§ WHAT YOU WILL DO:
Print out the records in full, keeping each word unchanged.

§ Recorded data:
• • •

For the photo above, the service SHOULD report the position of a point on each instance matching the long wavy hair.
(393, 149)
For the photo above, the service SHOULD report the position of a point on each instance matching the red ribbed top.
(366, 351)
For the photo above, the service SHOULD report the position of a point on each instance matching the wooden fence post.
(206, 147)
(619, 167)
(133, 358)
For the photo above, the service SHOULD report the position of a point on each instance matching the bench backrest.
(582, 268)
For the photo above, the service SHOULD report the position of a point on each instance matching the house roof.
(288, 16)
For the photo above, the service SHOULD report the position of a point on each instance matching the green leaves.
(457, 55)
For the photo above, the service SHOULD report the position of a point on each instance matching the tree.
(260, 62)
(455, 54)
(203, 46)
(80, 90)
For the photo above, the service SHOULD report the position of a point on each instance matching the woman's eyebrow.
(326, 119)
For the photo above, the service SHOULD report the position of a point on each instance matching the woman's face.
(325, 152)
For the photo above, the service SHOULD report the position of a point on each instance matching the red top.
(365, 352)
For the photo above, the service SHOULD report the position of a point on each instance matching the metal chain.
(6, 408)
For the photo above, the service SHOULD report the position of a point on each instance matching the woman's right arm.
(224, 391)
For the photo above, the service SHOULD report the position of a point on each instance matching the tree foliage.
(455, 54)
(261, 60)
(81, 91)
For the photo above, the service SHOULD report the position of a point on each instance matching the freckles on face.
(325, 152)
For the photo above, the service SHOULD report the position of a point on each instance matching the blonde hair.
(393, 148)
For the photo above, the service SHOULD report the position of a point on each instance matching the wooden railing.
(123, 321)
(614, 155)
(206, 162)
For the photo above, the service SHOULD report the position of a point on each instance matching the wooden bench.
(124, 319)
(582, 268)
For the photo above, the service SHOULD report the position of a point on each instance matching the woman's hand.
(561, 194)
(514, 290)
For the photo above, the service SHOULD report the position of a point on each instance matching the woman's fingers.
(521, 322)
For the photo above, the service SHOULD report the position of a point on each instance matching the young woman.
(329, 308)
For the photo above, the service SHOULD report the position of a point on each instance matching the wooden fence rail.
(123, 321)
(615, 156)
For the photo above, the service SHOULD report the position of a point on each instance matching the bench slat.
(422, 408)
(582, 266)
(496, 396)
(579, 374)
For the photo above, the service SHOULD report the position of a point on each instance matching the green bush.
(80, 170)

• • •

§ ANSWER:
For the photo above, the service SHOULD report the position of a point on each instance matching the long wavy hair.
(393, 149)
For the photo above, the service SHOULD report the position of a point on each instance matching the red ribbed top.
(366, 351)
For the photo above, the service SHOULD report the position of a point on each instance matching the wooden fence post.
(206, 147)
(619, 167)
(133, 358)
For the photo above, the service SHOULD report the position of a point on each instance matching the bench backrest.
(582, 268)
For the photo above, the service SHOULD report the position of a point on each instance matching the house roof.
(288, 16)
For the photo above, the service SHOULD report the position of a point on each instance matching the green leaves.
(457, 55)
For the photo above, the service SHOULD report the position of a point on each instance matching the tree.
(260, 62)
(455, 54)
(203, 46)
(80, 90)
For the photo above, the service SHOULD report the position of a point on each instance matching the woman's eyebrow.
(326, 119)
For the photo above, the service SHOULD report the position of a point on each instance matching the woman's face.
(325, 152)
For the photo above, the service SHOULD report the position of a point on each instance matching the red top.
(365, 352)
For the photo above, the service SHOULD report the position of a point on each instance matching the metal chain.
(6, 408)
For the photo above, the service SHOULD report the position of a point on each instance matching the woman's right arm.
(224, 391)
For the photo above, the service SHOULD report the position of a point on each instance matching the tree foliage.
(455, 54)
(261, 60)
(81, 91)
For the photo above, the service SHOULD report the position of a point on each instance matching the freckles on face.
(325, 152)
For the photo above, the service SHOULD report the position of a point on each instance matching the blonde hair.
(393, 148)
For the photo above, the service SHOULD report the position of a point on each instance matching the wooden railing.
(123, 321)
(614, 155)
(206, 162)
For the photo above, the service SHOULD report the position of a point on each instance matching the wooden bench.
(124, 319)
(582, 268)
For the photo above, the service SHOULD report the position of a point on each instance matching the woman's hand.
(561, 194)
(514, 290)
For the photo above, the service SHOULD report the position of a point on each instance matching the woman's fingers.
(521, 322)
For the photo above, the service SHOULD report the position of a point on each instance matching the young woman.
(329, 308)
For the photo above, the service SHOULD report the position of a point on each instance matching the wooden fence rail.
(123, 321)
(615, 156)
For the photo above, the service SHOULD report the position of a point on each instance matching the bench slat.
(422, 408)
(582, 266)
(496, 396)
(579, 374)
For the photo above, the service SHOULD report the position of a point on each instance matching the green bush.
(80, 170)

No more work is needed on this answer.